Listed entries:

**********

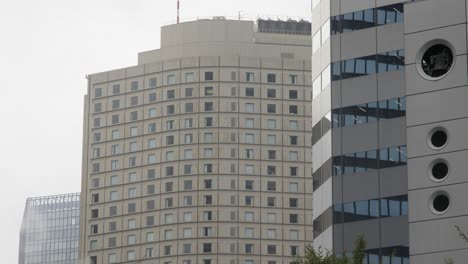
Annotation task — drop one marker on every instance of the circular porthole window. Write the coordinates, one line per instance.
(438, 138)
(435, 59)
(438, 170)
(440, 203)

**********

Aim of the task:
Extract all the entries word for word; omit any pictures.

Exercise output:
Annotation task — drop one marker on every instance of the circular porthole window. Write the coordinates, one line per instance.
(438, 138)
(435, 59)
(438, 170)
(440, 203)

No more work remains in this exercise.